**GIVEN PASSAGE**

# Salt and Pepper shakers



## Stephen (Jan 26, 2004)

Hmmm, I found this so fascinating and such a useless waste of time, that the best solution I could think of was to create a poll!

First, read this:

http://ask.yahoo.com/ask/20040126.html

Then answer the poll and add your own comments.

Me personally, the salt can't come out fast enough. But give me a mill for my pepper and I'm a happy man.


----------



## Max (Jan 26, 2004)

1.  Salt...I never touch the stuff.
2.  Pepper...I (almost) never touch the stuff.
3.  I wish the holes in the oregano dispenser were larger.
4.  Pass the garlic powder please.


----------



## Greg (Jan 26, 2004)

What would we ever do without a Miscellaneous forum?  :lol:

For me, I'm a big time pepper user (fresh-ground only). I rarely use salt on anything except for two things: corn on the cob and fried eggs.

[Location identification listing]

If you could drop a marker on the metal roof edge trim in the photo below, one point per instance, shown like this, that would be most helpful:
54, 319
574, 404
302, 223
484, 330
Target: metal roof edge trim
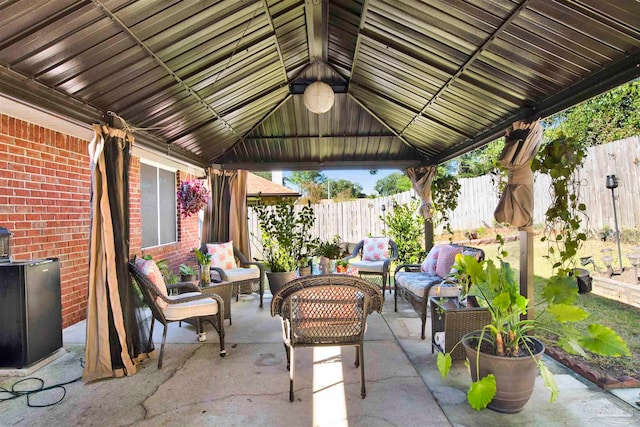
40, 96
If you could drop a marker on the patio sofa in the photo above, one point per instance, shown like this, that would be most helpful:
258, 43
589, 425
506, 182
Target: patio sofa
417, 282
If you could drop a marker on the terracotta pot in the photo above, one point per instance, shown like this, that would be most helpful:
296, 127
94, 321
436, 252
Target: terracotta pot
278, 280
515, 376
205, 273
188, 277
304, 271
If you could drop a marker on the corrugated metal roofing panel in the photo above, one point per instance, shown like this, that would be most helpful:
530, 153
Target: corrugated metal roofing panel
416, 81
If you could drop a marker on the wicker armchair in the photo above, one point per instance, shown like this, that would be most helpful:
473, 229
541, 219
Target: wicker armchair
328, 310
415, 286
377, 268
243, 277
191, 304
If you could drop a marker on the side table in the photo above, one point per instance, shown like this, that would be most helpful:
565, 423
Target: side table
455, 320
225, 290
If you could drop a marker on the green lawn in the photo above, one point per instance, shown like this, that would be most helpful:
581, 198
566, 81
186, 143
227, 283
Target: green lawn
623, 318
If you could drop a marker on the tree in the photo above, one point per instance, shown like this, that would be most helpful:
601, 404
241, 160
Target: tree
607, 117
480, 161
342, 189
263, 174
304, 180
397, 182
407, 230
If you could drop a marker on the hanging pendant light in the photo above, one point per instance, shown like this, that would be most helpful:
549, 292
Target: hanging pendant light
318, 97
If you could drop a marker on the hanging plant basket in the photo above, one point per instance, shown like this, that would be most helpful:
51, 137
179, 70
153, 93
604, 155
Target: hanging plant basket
192, 196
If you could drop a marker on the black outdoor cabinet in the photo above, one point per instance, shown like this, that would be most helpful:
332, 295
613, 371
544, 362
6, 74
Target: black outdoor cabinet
30, 311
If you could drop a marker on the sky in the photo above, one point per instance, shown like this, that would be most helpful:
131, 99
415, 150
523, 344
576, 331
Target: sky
358, 176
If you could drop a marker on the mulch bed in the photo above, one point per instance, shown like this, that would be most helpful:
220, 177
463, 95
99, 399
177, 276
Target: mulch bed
602, 380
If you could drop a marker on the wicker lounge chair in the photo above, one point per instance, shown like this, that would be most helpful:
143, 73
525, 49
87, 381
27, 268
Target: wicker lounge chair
378, 266
189, 305
416, 285
246, 276
328, 310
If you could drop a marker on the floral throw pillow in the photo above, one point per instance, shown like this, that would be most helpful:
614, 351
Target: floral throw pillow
375, 249
151, 270
429, 264
222, 255
446, 259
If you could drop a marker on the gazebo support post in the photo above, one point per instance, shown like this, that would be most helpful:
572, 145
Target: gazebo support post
428, 235
526, 269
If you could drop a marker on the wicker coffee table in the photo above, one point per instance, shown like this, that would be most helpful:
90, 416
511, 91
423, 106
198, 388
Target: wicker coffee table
448, 316
225, 290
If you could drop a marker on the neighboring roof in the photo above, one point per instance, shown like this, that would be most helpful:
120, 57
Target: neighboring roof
257, 186
221, 83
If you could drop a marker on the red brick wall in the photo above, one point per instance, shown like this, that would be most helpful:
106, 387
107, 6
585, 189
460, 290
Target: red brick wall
44, 201
188, 232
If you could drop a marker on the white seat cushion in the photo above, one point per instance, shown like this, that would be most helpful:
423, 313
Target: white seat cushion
416, 283
184, 310
368, 266
238, 274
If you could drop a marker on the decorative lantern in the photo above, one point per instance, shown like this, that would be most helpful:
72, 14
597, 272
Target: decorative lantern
5, 245
318, 97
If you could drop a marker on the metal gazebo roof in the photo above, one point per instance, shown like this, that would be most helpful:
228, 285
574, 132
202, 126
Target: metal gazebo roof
221, 82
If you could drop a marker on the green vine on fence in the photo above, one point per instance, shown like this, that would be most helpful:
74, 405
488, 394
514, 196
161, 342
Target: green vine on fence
407, 230
561, 158
445, 190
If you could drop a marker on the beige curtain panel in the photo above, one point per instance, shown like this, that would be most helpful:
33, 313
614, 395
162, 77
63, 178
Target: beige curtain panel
238, 212
522, 141
226, 214
422, 177
109, 349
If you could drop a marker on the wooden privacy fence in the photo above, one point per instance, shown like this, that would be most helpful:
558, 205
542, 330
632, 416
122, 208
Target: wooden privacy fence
357, 219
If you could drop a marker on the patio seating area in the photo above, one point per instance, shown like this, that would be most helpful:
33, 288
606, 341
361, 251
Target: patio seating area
250, 386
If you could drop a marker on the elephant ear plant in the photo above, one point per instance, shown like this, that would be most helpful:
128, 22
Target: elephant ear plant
286, 234
510, 333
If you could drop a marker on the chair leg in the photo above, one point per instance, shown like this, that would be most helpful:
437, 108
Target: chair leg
292, 374
164, 339
395, 298
363, 391
150, 343
202, 335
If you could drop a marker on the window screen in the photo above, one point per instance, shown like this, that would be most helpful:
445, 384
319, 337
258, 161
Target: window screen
157, 205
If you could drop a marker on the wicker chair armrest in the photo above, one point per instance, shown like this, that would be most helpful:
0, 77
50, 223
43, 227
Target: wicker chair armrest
260, 265
180, 286
221, 272
407, 267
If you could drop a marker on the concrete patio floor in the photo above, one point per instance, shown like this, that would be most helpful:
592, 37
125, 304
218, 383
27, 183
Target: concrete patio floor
249, 387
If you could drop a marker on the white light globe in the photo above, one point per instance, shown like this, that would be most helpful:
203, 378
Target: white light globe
318, 97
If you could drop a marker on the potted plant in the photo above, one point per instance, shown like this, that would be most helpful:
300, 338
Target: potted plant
327, 251
286, 239
188, 273
192, 196
204, 261
304, 267
504, 356
341, 266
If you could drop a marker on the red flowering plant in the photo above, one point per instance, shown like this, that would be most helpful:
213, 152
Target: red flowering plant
192, 196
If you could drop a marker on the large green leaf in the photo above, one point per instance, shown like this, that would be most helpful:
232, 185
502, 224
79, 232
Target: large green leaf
604, 341
502, 301
560, 290
549, 382
444, 363
481, 392
567, 313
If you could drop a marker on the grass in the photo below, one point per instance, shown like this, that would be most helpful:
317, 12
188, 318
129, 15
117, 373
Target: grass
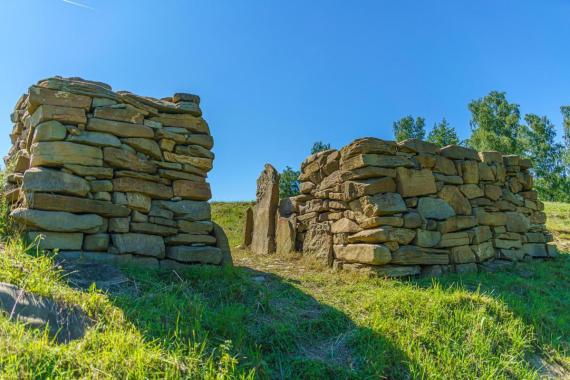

**SHORT PROBLEM**
Repeat the salt and pepper shakers thread between "Me personally, the" and "Salt...I never touch the stuff.", inclusive, but switch "mill" to "grinder".

**REPLY TO THE EXERCISE**
Me personally, the salt can't come out fast enough. But give me a grinder for my pepper and I'm a happy man.


----------



## Max (Jan 26, 2004)

1.  Salt...I never touch the stuff.